ЧТО СДЕЛАТЬ:
1. Где, согласно отрывку об архимандрите Досифее, он был пострижен в монахи?
2. Продолжите отрывок об архимандрите Досифее, начав сразу после его последнего предложения.

ПРИВЕДЁННЫЙ ТЕКСТ:
————————

Я послала в Дмитров пригласить на освящение настоятеля Борисоглебского монастыря, архимандрита Досифея, по фамилии Голенищева-Кутузова. Он был человек очень видный из себя и представительный и служение совершал с большим благоговением. Ему было лет под 70. Он сказывал, что еще в молодости чувствовал склонность к монашеской жизни, но по домашним обстоятельствам должен был вступить в службу, которую начал очень рано, в первые годы царствования императрицы Екатерины II; бывал не раз в сражениях и, дослужившись до капитана, вышел в отставку с майорским чином, имея от роду около 40 лет, и в скором после того времени решился исполнить давнее свое желание – идти в монахи. Куда поступил он сперва – не могу сказать, но пострижен в Екатерининской пустыни (поблизости от Каширской дороги) и был там невступно три года настоятелем. Пустынь была скудная, братство очень малое и все больше из подначальных, так что ему было много оттого хлопот и неприятностей. Он и решился оставить начальство, стал проситься на покой у митрополита Платона и был определен в Троицкую лавру в число монахов, и так провел очень спокойно и мирно более двух лет. За год до нашествия французов на Россию, в мае месяце (в скором времени после кончины известного в свое время архимандрита Пешношского Макария, прежде управлявшего и Дмитровским монастырем), на место переведенного из Дмитрова бывшего там игумена в другой монастырь владыка призвал отца Досифея и объявил ему о его назначении в Борисоглебский монастырь и в июле месяце сам посвятил его в архимандрита. 459
Отец Досифей был муж словесный и духовный, в управлении взыскательный и строгий, а в своей келейной жизни истинный подвижник. В скором времени, в это же лето, он был переведен в Москву в Златоустов монастырь.

————————

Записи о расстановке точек
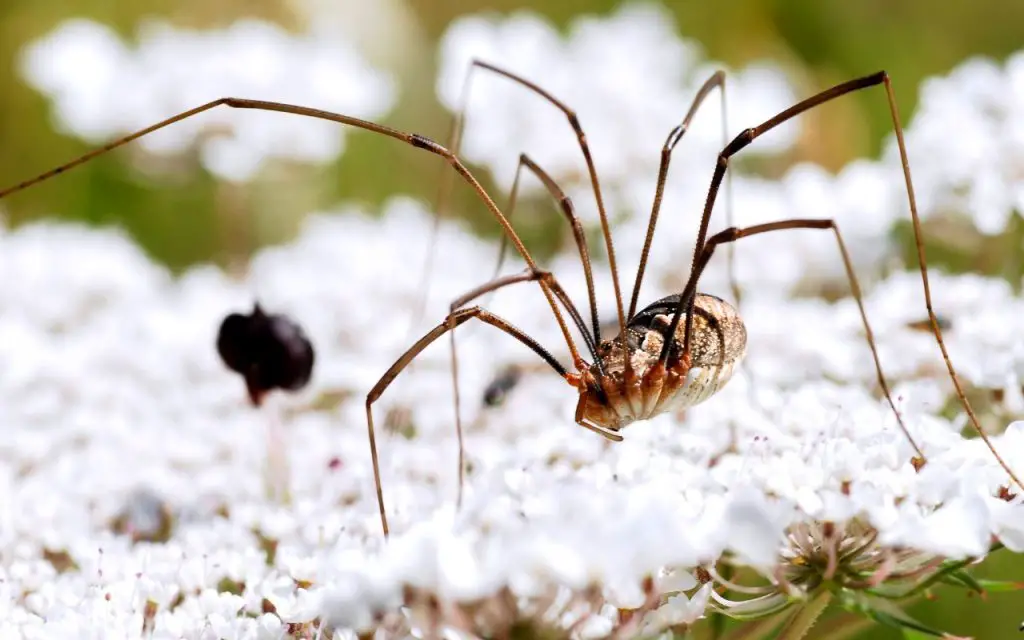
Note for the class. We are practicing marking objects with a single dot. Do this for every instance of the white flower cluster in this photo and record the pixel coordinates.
(101, 88)
(114, 388)
(141, 496)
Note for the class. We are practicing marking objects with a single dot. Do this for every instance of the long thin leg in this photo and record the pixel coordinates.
(453, 321)
(732, 233)
(585, 147)
(716, 81)
(413, 139)
(482, 290)
(748, 136)
(443, 196)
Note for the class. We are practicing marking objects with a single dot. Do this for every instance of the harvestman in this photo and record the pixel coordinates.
(676, 351)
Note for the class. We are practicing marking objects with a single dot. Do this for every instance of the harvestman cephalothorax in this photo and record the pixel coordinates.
(676, 351)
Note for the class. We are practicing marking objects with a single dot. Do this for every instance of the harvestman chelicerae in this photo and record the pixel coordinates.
(678, 350)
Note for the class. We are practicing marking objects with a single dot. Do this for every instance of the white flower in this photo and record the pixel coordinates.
(102, 88)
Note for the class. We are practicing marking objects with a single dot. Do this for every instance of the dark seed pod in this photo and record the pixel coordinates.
(270, 351)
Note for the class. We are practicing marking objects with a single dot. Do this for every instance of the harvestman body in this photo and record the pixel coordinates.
(675, 352)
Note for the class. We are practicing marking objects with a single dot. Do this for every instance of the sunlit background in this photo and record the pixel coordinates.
(75, 75)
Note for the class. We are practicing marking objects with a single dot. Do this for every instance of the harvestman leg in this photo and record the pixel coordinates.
(748, 136)
(733, 233)
(717, 81)
(413, 139)
(568, 210)
(456, 317)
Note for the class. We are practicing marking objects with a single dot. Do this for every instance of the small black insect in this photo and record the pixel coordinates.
(270, 351)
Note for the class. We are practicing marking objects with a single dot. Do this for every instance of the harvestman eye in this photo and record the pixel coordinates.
(673, 353)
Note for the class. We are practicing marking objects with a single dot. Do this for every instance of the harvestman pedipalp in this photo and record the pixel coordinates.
(676, 351)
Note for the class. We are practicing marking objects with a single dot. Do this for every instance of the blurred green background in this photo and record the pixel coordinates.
(193, 217)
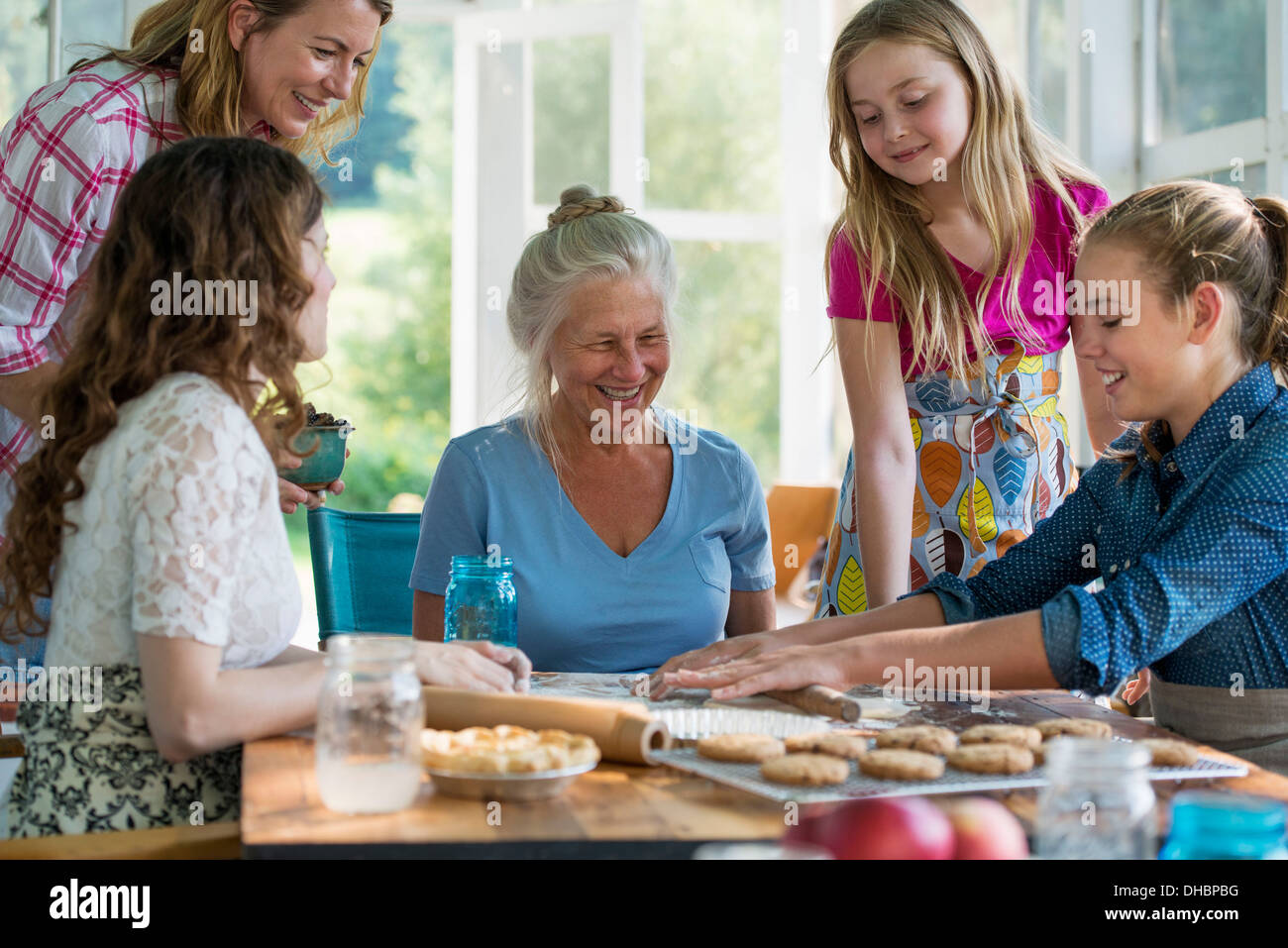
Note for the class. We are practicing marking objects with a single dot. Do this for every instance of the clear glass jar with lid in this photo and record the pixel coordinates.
(370, 715)
(1099, 804)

————————

ОТВЕТЫ ПО ПОРЯДКУ:
1. В Екатерининской пустыни, поблизости от Каширской дороги.

2.
При освящении нашей церкви, кроме духовного торжества и заупокойной обедни с панихидою, ничего не было: мы были в глубоком трауре, и не до веселий нам было, да и неприлично созывать друзей и соседей. С нами плакали и молились только наши самые близкие: Титовы, да из Хорошилова Елизавета Сергеевна и ее сестра Бутурлина.
Со мной приехала из Москвы сестра Анна Петровна, а накануне мой деверь Николай Александрович с Федосьей Андреевной и с кем-то из детей. Возвратились мы из церкви, напились чаю и пошли уже за стол обедать. Сняли горячее… слышим, кто-то стучится в стеклянную дверь, что на балконе. Говорю людям, чтобы посмотрели, кто там. Отворяется дверь из маленькой гостиной, и входит князь Иван Михайлович Долгоруков.
– Вот, Елизавета Петровна, – говорит он, – не привел Бог побывать здесь при хозяине, так, по крайней мере, после него приехал навестить его скорбную вдову и его помянуть.
Мы с сестрой переглянулись, нас обеих это покоробило, и показалось нам приветствие князя Ивана Михайловича не очень уместным... Умный был человек, но часто, по живости своего характера, делал непростительные промахи.
Он выехал из Москвы очень рано поутру и надеялся попасть вовремя к поздней обедне, но что-то такое приключилось на дороге с его коляской, и он попал только уже к обеду.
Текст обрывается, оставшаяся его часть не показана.